■ Assigned task A
According to the Numenera review, how far in the future is the Numenera setting placed?
■ Assigned task B
Please render this sentence from the Numenera review in Spanish: "Anything is possible here, which means the breadth of stories you can tell is only really limited by your imagination."

I have something of a bone to pick with the Numenera setting. By extension I also have something of a bone to pick with Torment: Tides Of Numenera – as is implicit in the name, this is a spiritual successor to the immortal Planescape: Torment that replaces the oddball worlds of Planescape for the even weirder reality-bending madness of Numenera. Planescape: Torment is considered by many to be the Best RPG Ever; I don’t go quite that far and merely consider it to be the best-written RPG ever, but nevertheless these are extremely large shoes to fill for Wasteland 21 developers InXile. The strategy equivalent would be trying to make a spiritual successor to Alpha Centauri or Master Of Orion, and I’ve completely lost track of how many contenders have shattered themselves trying to ascend those heights over the last couple of decades. Doing something like this is all but setting yourself up for a fall, in other words, and so I’m not all that surprised that Torment ultimately fails to attain the lofty goal it has set for itself. What is interesting here is the manner of that failure, however, as it hasn’t fallen down quite the way I expected it to.
First, let’s tackle the setting. Numenera is set one billion years in the future, largely because that means they can put ONE BILLION YEARS IN THE FUTURE… on the back of all the sourcebooks. A world that is puportedly Earth is somehow still around and is the primary setting for the adventures of Numenera, however that’s basically lip-service because nobody calls it Earth; it’s referred to as the Ninth World and might as well be Narnia for all the relation it bears to modern-day Earth, as one billion years of technological advances and the rise and tumultuous falls of successive civilizations have left it completely unrecognisable. The base level of society is supposed to be very early industrial period at best, but as the inhabitants of the Ninth World exist on top of the ruins of the previous eight worlds there’s a lot of impossibly advanced technology left over for them to turn to their advantage – if they can figure out how it works.
This makes Numenera something of an “Anything goes!” setting. You want to hit somebody in the face with a sword? That’s fine, the world is supposed to be just about post-medieval anyway so nobody’s going to look twice. Of course, the hitting would be much more effective if your strength was being boosted by an advanced battle-armour exoskeleton, and that’s fine too – who knows how many of those things are still lying around after one billion years, after all. You want to go dimension-hopping, or even travel in time? There’s more than enough wiggle room in the fiction to allow for that, as Numenera takes the famous Arthur C. Clarke quote about any sufficiently advanced technology being indistinguishable from magic and thrashes it to within an inch of its life. Anything is possible here, which means the breadth of stories you can tell is only really limited by your imagination.

■ Dataset section
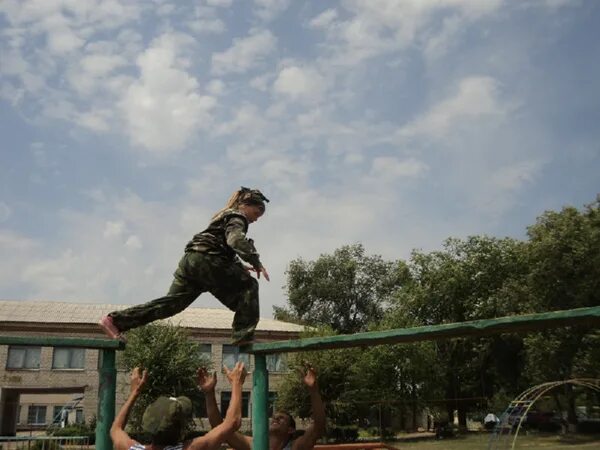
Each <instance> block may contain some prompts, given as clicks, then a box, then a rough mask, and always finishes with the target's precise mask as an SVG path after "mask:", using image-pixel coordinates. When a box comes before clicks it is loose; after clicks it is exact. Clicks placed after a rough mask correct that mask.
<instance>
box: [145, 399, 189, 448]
mask: <svg viewBox="0 0 600 450" xmlns="http://www.w3.org/2000/svg"><path fill="white" fill-rule="evenodd" d="M191 417H192V402H191V401H190V399H189V398H187V397H183V396H182V397H159V398H157V399H156V400H155V401H154V403H152V404H151V405H150V406H148V407H147V408H146V410H145V411H144V415H143V417H142V429H143V430H144V432H145V433H148V434H149V435H150V436H151V437H152V442H153V443H155V444H162V445H168V444H177V443H178V442H180V441H181V439H183V435H184V433H185V427H186V424H187V422H188V420H189V419H190V418H191Z"/></svg>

■ Problem solution A
One billion years in the future.

■ Problem solution B
Aquí todo es posible, lo que significa que la variedad de historias que puedes contar solo está limitada realmente por tu imaginación.